WHAT TO WORK ON - Rewrite the records below with every "Target" switched to "Label", leaving all else unchanged.

INFORMATION GIVEN -
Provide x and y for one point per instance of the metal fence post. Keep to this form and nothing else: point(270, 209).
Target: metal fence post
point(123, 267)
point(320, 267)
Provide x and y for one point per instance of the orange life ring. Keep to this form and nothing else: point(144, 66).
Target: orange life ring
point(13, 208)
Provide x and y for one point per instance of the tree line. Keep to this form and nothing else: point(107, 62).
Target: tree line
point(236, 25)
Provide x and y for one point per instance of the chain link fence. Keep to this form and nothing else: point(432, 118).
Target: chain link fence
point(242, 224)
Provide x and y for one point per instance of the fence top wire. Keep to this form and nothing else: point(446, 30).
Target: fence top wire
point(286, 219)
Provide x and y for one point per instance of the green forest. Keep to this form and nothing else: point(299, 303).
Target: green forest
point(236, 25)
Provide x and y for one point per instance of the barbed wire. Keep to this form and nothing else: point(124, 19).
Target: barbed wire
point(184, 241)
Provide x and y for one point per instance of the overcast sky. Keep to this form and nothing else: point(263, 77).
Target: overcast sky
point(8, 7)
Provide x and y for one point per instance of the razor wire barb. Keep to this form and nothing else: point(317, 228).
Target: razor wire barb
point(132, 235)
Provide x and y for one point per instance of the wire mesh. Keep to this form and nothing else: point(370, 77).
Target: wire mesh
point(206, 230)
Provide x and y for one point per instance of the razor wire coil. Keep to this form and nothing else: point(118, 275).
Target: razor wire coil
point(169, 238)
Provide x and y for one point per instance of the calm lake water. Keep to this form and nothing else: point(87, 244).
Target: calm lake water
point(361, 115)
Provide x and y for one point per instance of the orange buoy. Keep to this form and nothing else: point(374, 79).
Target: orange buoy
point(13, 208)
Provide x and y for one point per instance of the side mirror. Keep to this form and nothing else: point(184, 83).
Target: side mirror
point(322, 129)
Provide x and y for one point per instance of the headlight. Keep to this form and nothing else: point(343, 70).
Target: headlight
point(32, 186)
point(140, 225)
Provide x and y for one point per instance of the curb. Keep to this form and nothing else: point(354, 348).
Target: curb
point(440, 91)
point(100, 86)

FULL SOLUTION -
Provide x and y for one point per instance of the metal fence post. Keep to this form and nothing else: point(270, 209).
Label: metal fence post
point(123, 267)
point(320, 267)
Provide x and y for one point per instance of the orange life ring. Keep to this form and nothing else: point(144, 66).
Label: orange life ring
point(13, 208)
Provide x and y for one point per instance of the tree line. Keep to this form and nothing else: point(107, 62).
Label: tree line
point(236, 25)
Provide x and y for one point per instance of the chain link fence. Keep to this form and nothing else: point(432, 118).
Label: chain link fence
point(242, 224)
Provide x and y for one point per instance of the fence top wire. Keep to this form and nothing else: point(446, 30).
Label: fence top wire
point(286, 219)
Provide x and y for one point per instance of the green forest. Keep to this form and nothing else: point(299, 303).
Label: green forest
point(236, 25)
Provide x and y for one point per instance of the barbed wire. Keep to this form and nothing else: point(124, 19).
Label: barbed wire
point(184, 241)
Provide x and y for one point per instance of the overcast sky. Keep to this form and nothing else: point(263, 77).
Label: overcast sky
point(8, 7)
Provide x and y for one point per instance of the razor wire barb. Keep to this form and nothing else: point(317, 228).
Label: razor wire barb
point(132, 235)
Provide x and y for one point per instance of the wire mesh. Keep to this form and nothing else: point(370, 77).
Label: wire mesh
point(206, 230)
Provide x and y for one point per instance of the razor wire coil. Keep to this form and nothing else: point(118, 275).
Label: razor wire coil
point(169, 238)
Provide x and y for one point per instance of the calm lake water. Keep to this form and nothing else: point(87, 244).
Label: calm lake water
point(361, 115)
Provide x and y for one point per instance of the orange buoy. Keep to this form and nothing else: point(374, 79).
Label: orange buoy
point(13, 208)
Provide x and y for one point per instance of the side mirror. Keep to this form and nothing else: point(184, 83).
Label: side mirror
point(322, 129)
Provide x and y for one point per instance of the headlight. Keep to this form and nothing else: point(343, 70).
Label: headlight
point(32, 186)
point(140, 225)
Provide x and y for one point per instance of the curb. Keep to this form and nothing else: point(354, 348).
Label: curb
point(440, 91)
point(100, 86)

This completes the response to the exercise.